GC: n
CT: The solar chimney power plant basically operates like a hydroelectric power plant, but instead of water it uses hot air. The principle is a relative simple one. A round ascending glass roof with a diameter of several thousand metres is used as a collector. A chimney in the middle sucks the ascending heated air and the air ascends with a velocity about fifteen metres per second. The arising air suction is driving wind turbines which are placed in the chimney. The turbines are used together with a generator and a gearing to produce current.
S: SCPP – http://goo.gl/48WtCz (last access: 26 January 2015).
N: 1. solar (adj): mid-15c., “pertaining to the sun,” from Latin solaris “of the sun,” from sol “sun”. Meaning “living room on an upper story” is from Old English, from Latin solarium. Old English had sunlic “solar.” Astrological sense from 1620s. Meaning “operated by means of the sun” is from 1740; solar power is attested from 1915, solar cell from 1955, solar panel from 1964. Solar system is attested from c.1704; solar wind is from 1958. Solar plexus (1771) “complex of nerves in the pit of the stomach,” apparently so called from its central position in the body.
chimney (n): late 13c., “furnace;” early 14c., “chimney stack of a fireplace;” late 14c., “fireplace in a residential space;” from Old French cheminee “fireplace; room with a fireplace; hearth; chimney stack” (12c., Modern French cheminée), from Late Latin (camera) caminata “fireplace; room with a fireplace,” from Latin caminatus, adjective of caminus “furnace, forge; hearth, oven; flue,” from Greek kaminos “furnace, oven, brick kiln.”
power (n): c.1300, “ability; ability to act or do; strength, vigor, might,” especially in battle; “efficacy; control, mastery, lordship, dominion; legal power or authority; authorization; military force, an army,” from Anglo-French pouair, Old French povoir, noun use of the infinitive, “to be able,” earlier podir (9c.), from Vulgar Latin *potere, from Latin potis “powerful”. Sense of “electrical supply” is from 1896.

**What you need to do**.
Continue the terminology entry on the solar chimney power plant from where it stops. The rows play no part in the entry on the solar chimney power plant.

[Referring-expression pointing data]
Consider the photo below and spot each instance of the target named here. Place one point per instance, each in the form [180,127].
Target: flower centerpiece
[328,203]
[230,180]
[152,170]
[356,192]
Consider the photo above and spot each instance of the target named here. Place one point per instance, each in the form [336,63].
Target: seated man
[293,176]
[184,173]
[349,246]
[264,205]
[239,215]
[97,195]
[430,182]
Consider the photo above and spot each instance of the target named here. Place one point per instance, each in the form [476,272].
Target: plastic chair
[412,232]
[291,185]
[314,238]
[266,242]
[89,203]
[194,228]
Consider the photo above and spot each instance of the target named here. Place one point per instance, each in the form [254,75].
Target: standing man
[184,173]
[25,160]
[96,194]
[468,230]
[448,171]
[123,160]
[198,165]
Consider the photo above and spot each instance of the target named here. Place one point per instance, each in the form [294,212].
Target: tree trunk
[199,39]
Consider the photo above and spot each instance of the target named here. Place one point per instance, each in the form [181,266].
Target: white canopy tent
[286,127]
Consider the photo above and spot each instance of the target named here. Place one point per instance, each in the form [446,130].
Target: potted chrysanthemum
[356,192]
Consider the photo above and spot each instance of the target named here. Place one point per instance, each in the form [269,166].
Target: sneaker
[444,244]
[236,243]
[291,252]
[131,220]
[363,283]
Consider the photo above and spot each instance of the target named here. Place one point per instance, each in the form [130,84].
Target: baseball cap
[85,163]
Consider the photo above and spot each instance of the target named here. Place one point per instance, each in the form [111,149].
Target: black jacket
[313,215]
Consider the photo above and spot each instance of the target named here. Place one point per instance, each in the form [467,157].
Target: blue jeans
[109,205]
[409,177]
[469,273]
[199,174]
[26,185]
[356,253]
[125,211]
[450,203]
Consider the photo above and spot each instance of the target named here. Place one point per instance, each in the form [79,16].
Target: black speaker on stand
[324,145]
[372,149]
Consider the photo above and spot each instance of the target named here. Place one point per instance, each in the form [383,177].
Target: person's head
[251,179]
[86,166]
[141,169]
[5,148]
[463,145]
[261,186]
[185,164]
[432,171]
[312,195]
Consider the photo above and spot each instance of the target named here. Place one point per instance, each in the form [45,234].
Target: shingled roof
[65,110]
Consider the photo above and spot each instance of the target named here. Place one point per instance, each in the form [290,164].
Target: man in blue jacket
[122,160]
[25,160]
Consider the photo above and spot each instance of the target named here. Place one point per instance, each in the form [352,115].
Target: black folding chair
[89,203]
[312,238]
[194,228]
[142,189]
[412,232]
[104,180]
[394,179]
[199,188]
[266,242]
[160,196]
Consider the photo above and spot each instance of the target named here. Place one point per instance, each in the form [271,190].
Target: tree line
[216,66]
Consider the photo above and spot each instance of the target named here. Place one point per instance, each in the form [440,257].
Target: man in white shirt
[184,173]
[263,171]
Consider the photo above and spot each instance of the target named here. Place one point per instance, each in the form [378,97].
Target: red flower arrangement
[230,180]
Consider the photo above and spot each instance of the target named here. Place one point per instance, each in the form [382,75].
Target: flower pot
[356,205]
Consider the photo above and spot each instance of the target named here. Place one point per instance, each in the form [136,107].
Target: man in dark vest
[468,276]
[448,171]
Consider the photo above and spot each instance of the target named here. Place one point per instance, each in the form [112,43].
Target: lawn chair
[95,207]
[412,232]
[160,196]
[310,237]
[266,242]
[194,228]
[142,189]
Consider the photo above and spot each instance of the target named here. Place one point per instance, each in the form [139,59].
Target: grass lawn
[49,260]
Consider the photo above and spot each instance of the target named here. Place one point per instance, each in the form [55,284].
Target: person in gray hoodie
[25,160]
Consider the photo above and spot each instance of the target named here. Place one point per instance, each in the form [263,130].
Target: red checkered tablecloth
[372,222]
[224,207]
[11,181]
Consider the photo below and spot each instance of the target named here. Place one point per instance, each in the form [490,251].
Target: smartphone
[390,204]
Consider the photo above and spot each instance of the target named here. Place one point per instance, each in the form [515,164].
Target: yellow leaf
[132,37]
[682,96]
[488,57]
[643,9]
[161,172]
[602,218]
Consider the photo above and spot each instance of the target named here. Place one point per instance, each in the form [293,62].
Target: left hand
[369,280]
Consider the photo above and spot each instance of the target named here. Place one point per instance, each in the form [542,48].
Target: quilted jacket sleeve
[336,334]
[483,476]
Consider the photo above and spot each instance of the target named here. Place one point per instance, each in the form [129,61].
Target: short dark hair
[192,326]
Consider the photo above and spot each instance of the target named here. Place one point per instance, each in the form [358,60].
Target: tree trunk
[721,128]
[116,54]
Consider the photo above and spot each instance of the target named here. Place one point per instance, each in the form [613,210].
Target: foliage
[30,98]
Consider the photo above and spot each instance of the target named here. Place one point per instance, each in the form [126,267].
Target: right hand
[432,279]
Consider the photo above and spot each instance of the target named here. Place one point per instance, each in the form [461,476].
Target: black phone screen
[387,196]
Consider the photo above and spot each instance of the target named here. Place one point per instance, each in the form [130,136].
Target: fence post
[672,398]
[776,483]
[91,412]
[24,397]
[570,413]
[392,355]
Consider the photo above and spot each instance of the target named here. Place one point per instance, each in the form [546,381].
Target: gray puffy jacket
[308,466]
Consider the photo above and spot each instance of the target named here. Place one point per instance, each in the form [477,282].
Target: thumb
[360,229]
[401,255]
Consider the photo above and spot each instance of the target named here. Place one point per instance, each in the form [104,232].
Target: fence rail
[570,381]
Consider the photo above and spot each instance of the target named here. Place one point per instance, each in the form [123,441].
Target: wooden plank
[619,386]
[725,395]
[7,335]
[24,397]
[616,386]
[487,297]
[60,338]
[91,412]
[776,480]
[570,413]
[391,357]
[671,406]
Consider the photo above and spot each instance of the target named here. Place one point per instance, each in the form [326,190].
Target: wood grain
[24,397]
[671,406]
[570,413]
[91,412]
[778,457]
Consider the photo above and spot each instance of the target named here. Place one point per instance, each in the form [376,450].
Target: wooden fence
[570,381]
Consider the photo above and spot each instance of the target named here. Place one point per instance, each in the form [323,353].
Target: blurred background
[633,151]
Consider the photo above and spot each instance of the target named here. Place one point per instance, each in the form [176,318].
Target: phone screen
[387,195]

**Answer to this problem**.
plant (n): Most extended usages are from the verb, on the notion of “something planted;” such as “construction for an industrial process,” 1789, at first with reference to the set-up of machinery, later also the building; also slang meaning “a spy” (1812). Many of these follow similar developments in the French form of the word. German Pflanz, Irish cland, Welsh plant are from Latin.
2. The solar chimney power plant has been developed twenty years ago. Against the conventional alternative energy sources it has two advantages. Firstly it is not technically difficult to realise and secondly it nearly needs nothing of natural materials. Conventional solar cells have the disadvantage of an expensive current and a not environmentally friendly manufacturing and waste disposal. But the assumptions for an solar chimney power plant are a big enough amount of space and a big enough amount of insolation. Especially in countries with desert regions are these assumption in existence.
3. The concept of a solar chimney power plant was suggested in the 1970s.
S: 1. OED – http://www.etymonline.com/index.php?allowed_in_frame=0&search=solar&searchmode=none (last access: 26 January 2015). 2. SCPP – http://goo.gl/48WtCz (last access: 26 January 2015). 3. SolarEn – http://goo.gl/v4ru0f (last access: 26 January 2015).
SYN: single flow upwind system, solar tower power station, solar tower, solar chimney power station, solar chimney power generator.